**Dataset content:**
((
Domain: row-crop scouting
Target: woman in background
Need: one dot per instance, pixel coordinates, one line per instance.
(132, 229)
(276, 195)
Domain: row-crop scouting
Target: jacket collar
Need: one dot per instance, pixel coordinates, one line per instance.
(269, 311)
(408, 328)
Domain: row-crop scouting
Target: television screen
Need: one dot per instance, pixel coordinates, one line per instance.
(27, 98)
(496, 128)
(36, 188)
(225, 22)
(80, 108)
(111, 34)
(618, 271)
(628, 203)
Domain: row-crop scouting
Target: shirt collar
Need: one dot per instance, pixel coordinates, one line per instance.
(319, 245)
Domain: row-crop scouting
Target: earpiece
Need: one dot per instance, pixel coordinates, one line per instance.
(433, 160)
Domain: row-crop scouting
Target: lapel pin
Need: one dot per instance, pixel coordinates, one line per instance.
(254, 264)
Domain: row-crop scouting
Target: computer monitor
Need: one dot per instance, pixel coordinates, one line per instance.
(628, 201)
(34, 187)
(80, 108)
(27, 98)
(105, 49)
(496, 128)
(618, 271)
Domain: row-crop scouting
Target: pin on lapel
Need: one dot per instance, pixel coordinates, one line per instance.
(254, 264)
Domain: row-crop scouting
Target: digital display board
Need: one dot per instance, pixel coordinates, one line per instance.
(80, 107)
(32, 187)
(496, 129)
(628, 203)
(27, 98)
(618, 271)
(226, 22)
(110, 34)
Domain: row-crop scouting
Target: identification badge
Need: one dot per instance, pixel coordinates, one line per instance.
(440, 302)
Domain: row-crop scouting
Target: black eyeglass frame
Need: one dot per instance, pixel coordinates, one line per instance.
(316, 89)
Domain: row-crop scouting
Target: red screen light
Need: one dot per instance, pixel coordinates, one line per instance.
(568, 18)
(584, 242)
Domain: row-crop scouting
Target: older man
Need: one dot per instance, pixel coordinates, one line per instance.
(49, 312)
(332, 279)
))
((
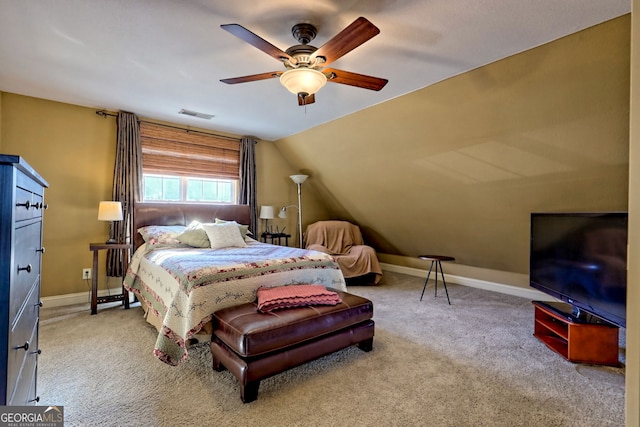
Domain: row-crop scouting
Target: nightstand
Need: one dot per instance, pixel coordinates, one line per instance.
))
**What to work on:**
Count every line in the listing where the string "lapel" occurs. Give the total alone.

**Exercise solution:**
2